# START OF Text segment
One of these films by a fledgling director was Quentin Tarantino’s Reservoir Dogs, which Harpak saw at the London Film Festival and brought to Jerusalem. Other directors who can count Jerusalem as one of the first international film festivals in which their films were shown include Susanne Bier, Atom Egoyan, Darren Aronofsky, Michael Haneke, Wong Kar Wai, Tsai Mingliang, John Sayles, Jim Jarmusch, Stephen Frears, Spike Lee, Neil Jordan, John Lasseter and Lena Dunham.
The festival brought works by these directors to Israel long before most of them were being distributed internationally, and a generation of Israeli filmmakers has grown up on films they saw at this festival.
“We’ve had so many filmmakers show their student films and their short films at the festival, and then come back and show longer works,” notes Harpak, adding that the student film competition, which is shown at the festival in three parts, is especially strong this year.
The festival has always given out awards for Best Israeli Feature, Best Israeli Documentary, and Best Israeli Short Film, once called the Wolgin Awards (the awards for features are now known as the Haggiag Family Awards, while the documentary awards are called the Van Leer Awards).
There are also various awards for films in the “Jewish Experience” category, and the Pirchi Awards for Best First or Second Israeli Feature. The In the Spirit of Freedom Awards, in memory of van Leer’s late husband, honor filmmakers whose movies deal with human rights issues, and there is an award for Israeli high school students’ films in his name as well. However, unlike at most large film festivals, there is no award for the best international feature.
“Lia wanted to focus on the Israeli filmmakers,” says Harpak. “She wanted to give a boost to the local industry, and to also emphasize human rights, with the In the Spirit of Freedom Award.”
There is no question that the festival has succeeded in buoying the local film industry. It’s all there in the festival programs.
Joseph Cedar’s second film, Campfire, was shown at the festival in 2004, and his next two, Beaufort and Footnote, were nominated for Oscars. Similarly, Ari Folman’s 2001 movie Made in Israel was at the festival, and his next movie was the Oscar-nominated, Golden Globe-winning Waltz with Bashir. The Oscar-nominated Ajami, directed by Scandar Copti and Yaron Shani, premiered at the festival in 2009, as did Samuel Maoz’s Lebanon, which went on to win the Golden Lion at the Venice Film Festival. Dover Kosashvilli, Nir Bergman, Eran Kolirin, Dror Shaul, Nadav Lapid, Eytan Fox and many others showed their early work at the festival and went on to worldwide success.
A parallel transformation has taken place in the documentary realm. Last year, for example, two of the five nominees for the Best Documentary Oscar, Emad Burnat’s and Guy Davidi’s 5 Broken Cameras and Dror Moreh’s The Gatekeepers, were shown first at the festival in 2012.
AS THE critics’ preview program ends, van Leer is still busy, heading down to the lawn, where the staff is setting up for an evening of films aimed at teens and students. She chats about the program, and even samples some of the popcorn. She agrees to reminisce a bit, but is soon drawn away to attend to the evening’s program.
She is always focused on the task at hand, and happiest when she is surrounded by the often young audiences that frequent the Cinematheque.
I first sat down for a long interview with her just before the opening of the 19th festival, in 2002, when the second intifada was at its height, but what she said then rings just as true today: “We have to go on. I feel the films this year will not be only an escape for people, but also maybe a way of helping them understand things better. That’s what I hope.”
# END OF Text segment
# START OF Listed records
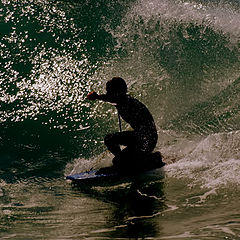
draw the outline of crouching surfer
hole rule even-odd
[[[113,168],[127,172],[133,169],[150,170],[162,167],[160,152],[152,153],[157,144],[157,129],[147,107],[127,94],[127,84],[120,77],[114,77],[106,84],[106,94],[95,91],[87,95],[89,100],[102,100],[115,105],[120,117],[130,124],[133,131],[107,134],[104,143],[114,155]],[[121,150],[120,146],[126,146]]]

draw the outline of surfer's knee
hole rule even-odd
[[[107,134],[104,138],[104,144],[106,146],[112,145],[114,140],[114,133]]]

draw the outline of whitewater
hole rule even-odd
[[[238,0],[0,6],[1,239],[240,239]],[[111,165],[117,112],[86,95],[114,76],[167,165],[74,188],[66,175]]]

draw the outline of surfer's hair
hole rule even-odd
[[[124,79],[120,77],[114,77],[106,84],[106,90],[111,94],[126,94],[127,84]]]

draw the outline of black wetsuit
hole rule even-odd
[[[123,95],[113,98],[110,95],[98,95],[99,100],[115,104],[119,115],[130,124],[133,131],[116,132],[106,135],[104,142],[115,156],[121,152],[150,153],[157,144],[157,130],[153,117],[147,107],[137,99]],[[121,151],[120,145],[127,146]]]

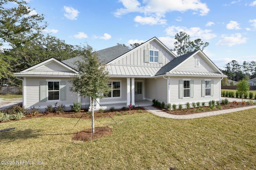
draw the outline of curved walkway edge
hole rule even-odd
[[[256,108],[256,106],[250,106],[244,107],[242,107],[235,108],[234,109],[219,110],[215,111],[207,111],[203,113],[192,113],[188,115],[173,115],[172,114],[168,113],[165,111],[159,110],[154,107],[151,106],[144,106],[143,107],[144,107],[148,111],[152,113],[154,115],[160,117],[176,119],[190,119],[220,115],[221,114],[228,113],[229,113],[234,112],[236,111],[240,111],[241,110]]]

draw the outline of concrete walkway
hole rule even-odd
[[[232,98],[228,98],[230,102],[238,100],[238,99]],[[244,107],[242,107],[235,108],[234,109],[216,110],[215,111],[207,111],[206,112],[199,113],[192,113],[184,115],[176,115],[168,113],[165,111],[159,110],[154,107],[151,106],[144,106],[143,107],[144,107],[148,111],[151,112],[154,115],[160,117],[178,119],[190,119],[220,115],[221,114],[228,113],[234,112],[235,111],[241,111],[241,110],[246,110],[247,109],[256,108],[256,105]]]

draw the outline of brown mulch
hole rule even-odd
[[[87,142],[97,139],[112,133],[111,129],[108,127],[95,127],[94,133],[92,133],[91,131],[91,128],[90,128],[77,132],[73,136],[72,140]]]

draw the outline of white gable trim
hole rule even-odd
[[[62,66],[63,66],[64,67],[65,67],[65,68],[67,68],[68,70],[71,70],[72,71],[73,71],[73,72],[75,72],[76,73],[79,73],[79,72],[78,72],[78,71],[75,70],[74,70],[74,69],[72,68],[71,67],[70,67],[69,66],[68,66],[67,65],[66,65],[66,64],[63,63],[62,62],[60,61],[59,61],[57,59],[55,59],[54,58],[51,58],[50,59],[49,59],[48,60],[46,60],[44,61],[43,61],[42,62],[36,65],[34,65],[26,69],[26,70],[24,70],[20,72],[26,72],[27,71],[30,71],[31,70],[33,70],[35,68],[36,68],[37,67],[39,67],[40,66],[43,66],[44,65],[45,65],[48,63],[49,63],[52,61],[54,61],[56,62],[56,63],[57,63],[58,64],[61,65]]]
[[[109,63],[106,63],[106,65],[109,65],[109,64],[111,64],[112,63],[115,63],[116,61],[117,61],[118,60],[120,60],[120,59],[122,59],[122,57],[124,57],[126,56],[126,55],[129,55],[129,54],[131,54],[132,53],[133,53],[134,51],[135,51],[136,50],[137,50],[138,49],[138,48],[141,48],[141,47],[146,45],[147,44],[148,44],[149,43],[150,43],[151,42],[152,42],[152,41],[155,41],[158,43],[158,44],[159,44],[160,45],[160,46],[162,46],[162,47],[165,50],[166,50],[166,51],[167,51],[172,56],[174,56],[175,58],[177,57],[177,56],[176,56],[176,55],[174,53],[173,53],[173,52],[171,50],[170,50],[170,49],[169,49],[168,48],[167,48],[167,47],[166,46],[165,46],[165,45],[162,42],[160,41],[159,41],[159,40],[158,39],[157,39],[157,38],[156,38],[156,37],[155,37],[154,38],[152,38],[151,39],[147,41],[146,41],[145,42],[143,43],[142,44],[141,44],[141,45],[139,45],[137,47],[136,47],[136,48],[134,48],[134,49],[132,49],[132,50],[128,51],[127,53],[126,53],[124,54],[123,55],[121,55],[120,56],[119,56],[119,57],[117,57],[117,58],[116,58],[115,59],[114,59],[114,60],[112,60],[112,61],[111,61],[109,62]]]

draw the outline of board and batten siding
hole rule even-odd
[[[148,50],[149,49],[158,50],[162,52],[162,63],[155,63],[150,62],[145,63],[144,62],[144,50]],[[174,56],[172,56],[166,51],[164,49],[155,41],[145,44],[133,52],[132,53],[129,53],[128,55],[122,57],[111,64],[162,67],[175,58]]]
[[[179,80],[182,78],[190,79],[194,80],[194,97],[190,98],[180,98],[179,96]],[[210,79],[214,82],[214,95],[212,96],[202,97],[202,81],[206,79]],[[184,105],[189,102],[190,104],[192,102],[196,103],[204,102],[206,105],[208,102],[212,100],[219,101],[220,100],[220,78],[193,78],[191,77],[176,78],[170,77],[170,103],[172,104],[175,104],[177,106],[179,104]],[[183,108],[184,106],[183,106]]]
[[[100,99],[100,104],[108,104],[110,103],[126,103],[127,100],[127,84],[126,78],[112,78],[110,80],[120,80],[121,83],[121,98],[104,98]]]
[[[46,81],[46,79],[60,79],[61,81],[66,82],[66,100],[58,102],[58,105],[63,104],[68,107],[69,107],[70,105],[72,105],[73,102],[78,101],[78,96],[76,95],[76,94],[69,90],[69,88],[72,85],[71,84],[68,82],[70,80],[69,78],[27,78],[26,79],[26,106],[27,109],[30,109],[30,107],[34,106],[36,107],[40,107],[40,109],[44,110],[49,104],[54,106],[56,101],[41,102],[40,100],[40,82]]]
[[[63,71],[65,72],[73,72],[70,70],[65,68],[63,66],[52,61],[45,65],[36,68],[32,71]]]
[[[154,99],[159,102],[167,103],[167,80],[163,78],[146,79],[146,98]]]
[[[200,66],[196,66],[196,59],[200,59]],[[196,54],[174,70],[174,71],[216,72],[199,55]]]

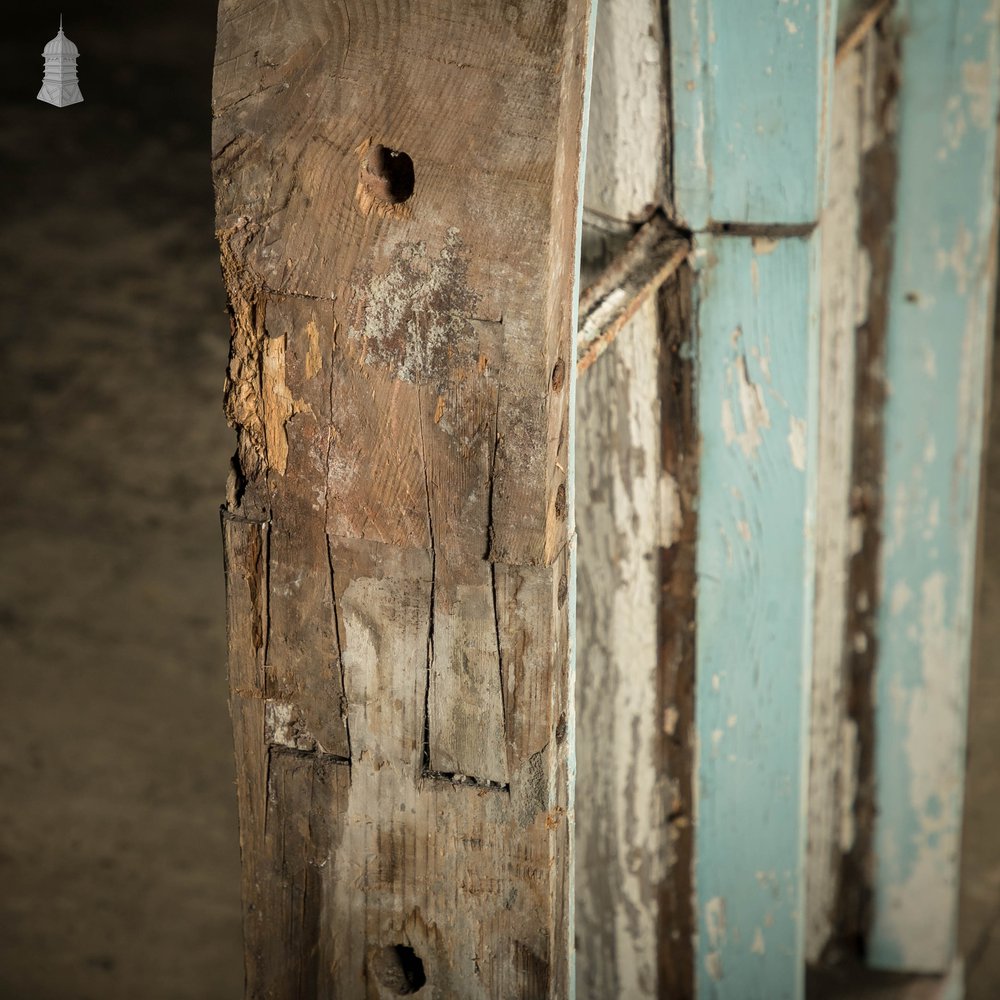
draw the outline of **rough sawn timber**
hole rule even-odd
[[[571,991],[588,0],[222,0],[248,997]]]

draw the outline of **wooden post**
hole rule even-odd
[[[222,0],[248,997],[572,978],[588,0]]]
[[[1000,5],[902,0],[876,670],[873,964],[955,955],[995,280]]]
[[[856,952],[869,919],[886,294],[896,184],[887,4],[841,8],[821,226],[806,956]],[[849,16],[843,16],[844,14]],[[860,31],[859,29],[864,29]]]
[[[591,325],[605,333],[616,329],[610,321],[616,303],[624,307],[634,300],[642,283],[629,282],[627,267],[602,281],[613,262],[634,260],[648,280],[663,256],[654,232],[666,233],[662,217],[632,241],[631,254],[622,249],[665,200],[665,57],[658,0],[602,0],[583,251],[585,271],[598,276],[586,280],[584,373],[577,397],[581,1000],[661,995],[658,952],[661,935],[668,933],[659,920],[667,831],[657,707],[661,474],[655,296],[630,320],[622,309],[621,334],[599,357],[605,342],[590,341]],[[678,248],[681,259],[686,251],[686,245]]]
[[[799,998],[835,3],[670,5],[695,230],[697,995]]]

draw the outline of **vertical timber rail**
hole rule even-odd
[[[670,5],[695,233],[699,1000],[798,1000],[835,3]]]
[[[249,998],[572,992],[588,22],[220,5]]]
[[[869,960],[955,957],[980,459],[995,271],[1000,5],[898,0]]]
[[[896,185],[889,4],[842,4],[823,208],[806,957],[869,919],[886,301]]]
[[[660,7],[660,0],[598,6],[584,188],[587,285],[590,272],[606,268],[633,228],[664,202]],[[662,995],[658,339],[650,297],[577,390],[580,1000]]]

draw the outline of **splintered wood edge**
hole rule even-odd
[[[691,241],[660,213],[580,296],[576,367],[585,372],[609,347],[639,307],[687,260]]]
[[[837,39],[837,54],[834,66],[841,63],[865,40],[868,32],[881,20],[882,15],[892,6],[892,0],[876,0],[854,22],[841,38]]]

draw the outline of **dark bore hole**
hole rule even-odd
[[[377,951],[372,967],[375,978],[398,997],[418,992],[427,982],[420,956],[405,944],[394,944]]]
[[[400,149],[372,146],[365,160],[368,187],[390,205],[398,205],[413,194],[413,160]]]
[[[556,517],[566,516],[566,487],[560,486],[556,490]]]
[[[555,368],[552,369],[552,389],[558,392],[562,388],[563,378],[565,376],[566,366],[563,364],[562,358],[556,362]]]

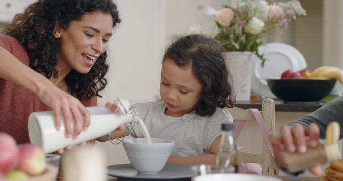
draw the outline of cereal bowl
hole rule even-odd
[[[161,138],[151,138],[148,144],[145,138],[123,141],[126,154],[132,166],[140,173],[155,174],[163,167],[170,156],[175,142]]]

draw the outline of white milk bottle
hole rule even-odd
[[[90,113],[90,125],[76,139],[65,137],[64,117],[61,115],[60,131],[56,130],[52,111],[32,113],[29,117],[30,140],[32,144],[40,146],[44,153],[50,153],[65,147],[104,136],[117,128],[121,124],[137,123],[140,118],[134,109],[126,100],[115,101],[117,110],[112,112],[105,107],[94,107],[87,109]]]

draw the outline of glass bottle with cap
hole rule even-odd
[[[216,155],[216,165],[220,169],[228,169],[233,166],[235,172],[237,173],[239,157],[235,139],[235,128],[233,124],[221,124],[221,140]]]

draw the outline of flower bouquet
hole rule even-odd
[[[262,67],[266,59],[257,49],[261,38],[267,32],[281,32],[298,15],[306,15],[306,11],[297,0],[271,5],[264,0],[240,0],[235,7],[225,6],[219,11],[208,8],[206,12],[207,19],[214,23],[214,38],[224,51],[252,52],[262,60]],[[191,27],[188,33],[201,33],[200,29]]]

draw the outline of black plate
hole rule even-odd
[[[131,164],[121,164],[107,167],[107,174],[115,176],[118,181],[182,180],[190,181],[192,171],[190,166],[166,164],[157,174],[139,173]]]

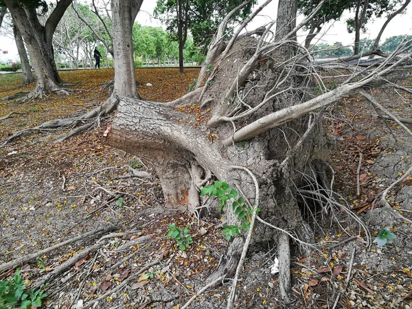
# END OF Listed records
- [What you need to do]
List every film that the text about the Jerusalem Film Festival describes as nominated for an Oscar.

- [Answer below]
Beaufort, Footnote, Waltz with Bashir, Ajami, 5 Broken Cameras, The Gatekeepers